• TASK PROMPT
A word-for-word copy is needed of the line containing "response_format = point(x, y)" and every line after it through the end of the records below, leaving out all pictures.

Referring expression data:
___

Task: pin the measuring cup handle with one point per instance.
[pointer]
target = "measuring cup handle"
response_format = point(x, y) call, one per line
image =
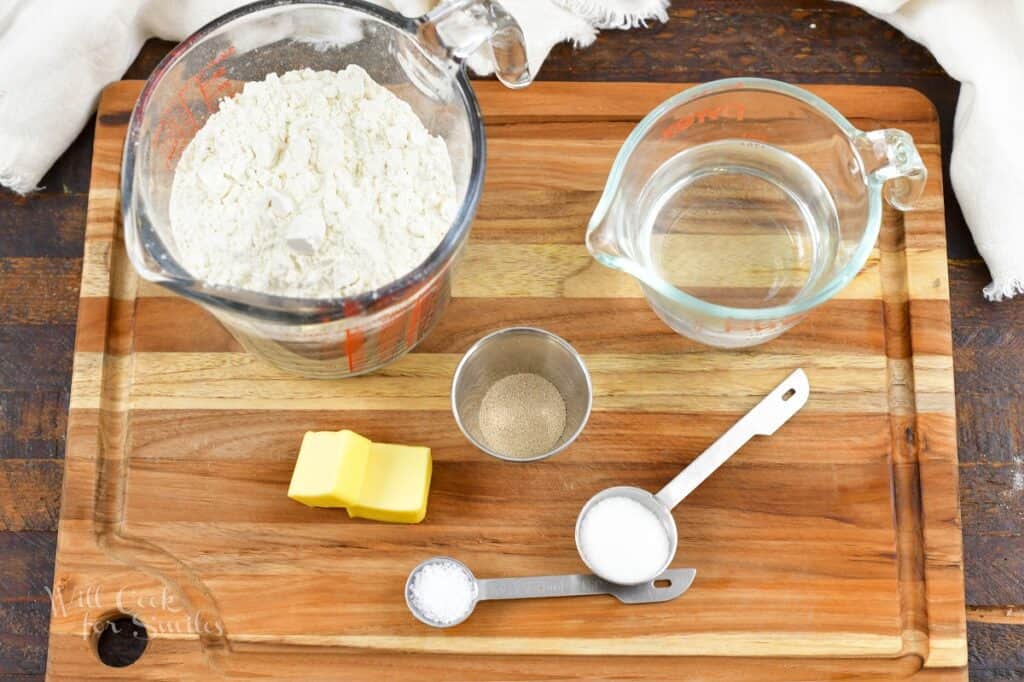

___

• ANSWER SPACE
response_format = point(x, y) call, one per line
image =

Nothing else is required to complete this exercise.